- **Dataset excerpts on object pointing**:
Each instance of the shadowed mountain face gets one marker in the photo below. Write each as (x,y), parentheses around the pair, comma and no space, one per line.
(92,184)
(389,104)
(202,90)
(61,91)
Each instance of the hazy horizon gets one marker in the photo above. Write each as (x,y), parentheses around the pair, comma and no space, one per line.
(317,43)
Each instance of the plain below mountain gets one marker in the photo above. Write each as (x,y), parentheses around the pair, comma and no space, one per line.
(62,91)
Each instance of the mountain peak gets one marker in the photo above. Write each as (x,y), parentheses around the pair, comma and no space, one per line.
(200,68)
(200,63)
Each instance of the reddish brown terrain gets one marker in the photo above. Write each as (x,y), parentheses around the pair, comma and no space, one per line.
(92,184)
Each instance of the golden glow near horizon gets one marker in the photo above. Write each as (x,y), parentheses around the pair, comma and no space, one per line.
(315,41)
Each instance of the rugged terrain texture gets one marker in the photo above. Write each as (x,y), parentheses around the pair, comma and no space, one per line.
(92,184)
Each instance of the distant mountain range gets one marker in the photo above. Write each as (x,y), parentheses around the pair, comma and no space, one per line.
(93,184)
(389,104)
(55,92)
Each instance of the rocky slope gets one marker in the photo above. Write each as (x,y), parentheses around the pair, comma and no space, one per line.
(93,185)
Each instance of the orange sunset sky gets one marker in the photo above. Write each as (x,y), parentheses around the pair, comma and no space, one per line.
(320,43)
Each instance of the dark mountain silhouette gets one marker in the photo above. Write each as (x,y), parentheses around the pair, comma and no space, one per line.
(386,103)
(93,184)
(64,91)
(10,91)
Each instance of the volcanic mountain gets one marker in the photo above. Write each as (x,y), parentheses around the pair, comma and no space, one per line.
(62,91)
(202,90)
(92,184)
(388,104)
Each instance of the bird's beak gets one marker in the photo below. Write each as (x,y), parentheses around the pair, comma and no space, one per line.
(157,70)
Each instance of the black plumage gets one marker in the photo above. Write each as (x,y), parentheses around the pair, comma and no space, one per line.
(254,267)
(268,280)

- **TASK DIRECTIONS**:
Output every row above as a two-column CSV with the header text,answer and one line per row. Quote each field and replace any line break inside a field with a space.

- **WRITTEN ANSWER**:
text,answer
"Each instance of the shadowed mountain face gets one marker in the photo below. Write each as (x,y), parentheses around the pair, comma and no space, one per line.","(92,184) (389,104) (202,90) (61,91)"
"Each instance of the hazy horizon gets one marker in the photo above. Write each as (x,y), parentheses around the pair, comma and no space, one per line.","(317,43)"
"Each instance of the plain below mountain gets one marker in the photo above. Write each as (x,y), parentheses around the pair, comma and no space, one per line.","(62,91)"
"Each instance of the mountain peak gets one marker in the photo above. Write each as (x,y), parentheses around the pair, comma and no space, one per line.","(200,68) (200,63)"
"Each instance of the reddish brown terrain gets one marker in the photo above. Write each as (x,y), parentheses around the pair, comma and no space, one per line.","(92,184)"
"Each instance of the golden glow near horizon gets one marker in the photo above. Write each as (x,y), parentheses around the pair, comma and no space, one per line.","(315,41)"
"Each instance of the rugged terrain texture gets one marker in the photo above. Write each as (x,y), parentheses around the pair, comma and no space, one per line.","(92,184)"
"Each instance of the distant mountain range gets one marker in the photo above. Write each as (x,y), parentheses around the pair, comma and no space, one per line.","(93,184) (389,104) (55,92)"
"Each instance of the rocky slope gets one marker in the photo above. Write each as (x,y), parentheses around the pair, comma and no space, one per line.","(93,185)"
"Each instance of the orange sunset sky gets one marker in the photo above. Write each as (x,y), parentheses around the pair, comma and no space, one per line.","(320,43)"
"Each instance of the dark mountain silhouette gets one marker in the photo above. Write each as (x,y), parentheses around the pair, comma and no space, one per line.","(386,103) (93,184) (64,91) (10,91)"
"Each instance of the volcanic mountain gets one marker in the photo above. Write each as (x,y), parentheses around the pair, comma and no space, one per line.","(62,91) (202,90) (92,184) (388,104)"
"Each instance of the bird's beak gets one marker in the photo below. Write each as (x,y), parentheses around the pair, comma and no space, one per line.","(157,70)"
"Each instance of the black plumage gets one marker in the photo above. Write each as (x,y), parentheses around the pair, comma and no space, one per line.","(254,267) (268,280)"